▶ _SHORT PROBLEM_
Rewrite the lines below as a numbered list, skipping blank lines and leaving out the pictures.

[Start DATA FOR THIS TASK]

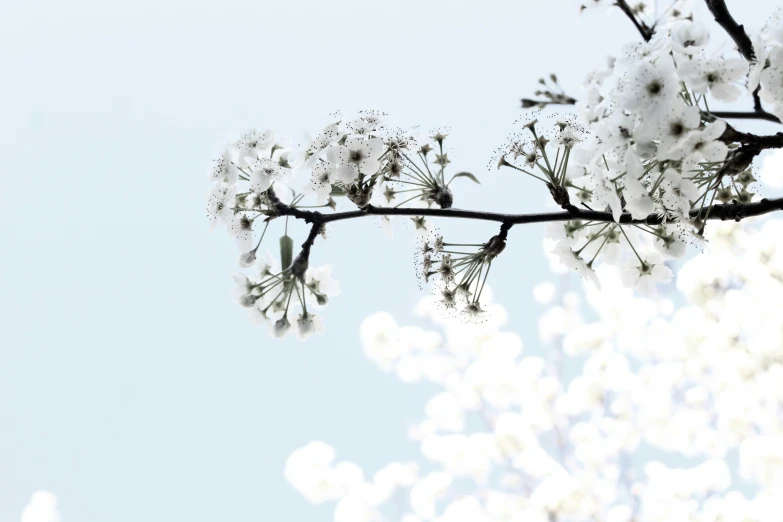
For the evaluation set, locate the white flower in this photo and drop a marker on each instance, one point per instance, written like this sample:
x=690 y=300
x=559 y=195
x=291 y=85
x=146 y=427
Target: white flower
x=544 y=293
x=222 y=170
x=393 y=476
x=42 y=508
x=761 y=459
x=320 y=284
x=637 y=200
x=650 y=88
x=309 y=469
x=240 y=227
x=281 y=327
x=263 y=172
x=219 y=205
x=669 y=241
x=323 y=175
x=572 y=261
x=358 y=155
x=646 y=273
x=252 y=144
x=701 y=145
x=606 y=194
x=678 y=192
x=716 y=75
x=689 y=37
x=359 y=504
x=673 y=127
x=307 y=324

[End DATA FOR THIS TASK]

▶ _SOLUTION FOR THIS TASK_
1. For the evaluation set, locate the white flower in this photo and drop a marker on each instance, one point per instance, written like this sample:
2. x=690 y=300
3. x=559 y=195
4. x=291 y=85
5. x=146 y=427
6. Target: white flower
7. x=544 y=293
8. x=222 y=170
9. x=393 y=476
10. x=42 y=508
11. x=761 y=459
12. x=320 y=284
13. x=637 y=200
14. x=650 y=88
15. x=309 y=469
16. x=240 y=227
17. x=281 y=327
18. x=263 y=172
19. x=219 y=205
20. x=669 y=241
21. x=323 y=175
22. x=572 y=261
23. x=358 y=155
24. x=646 y=273
25. x=252 y=144
26. x=701 y=145
27. x=606 y=194
28. x=678 y=192
29. x=716 y=75
30. x=689 y=37
31. x=359 y=504
32. x=673 y=127
33. x=307 y=324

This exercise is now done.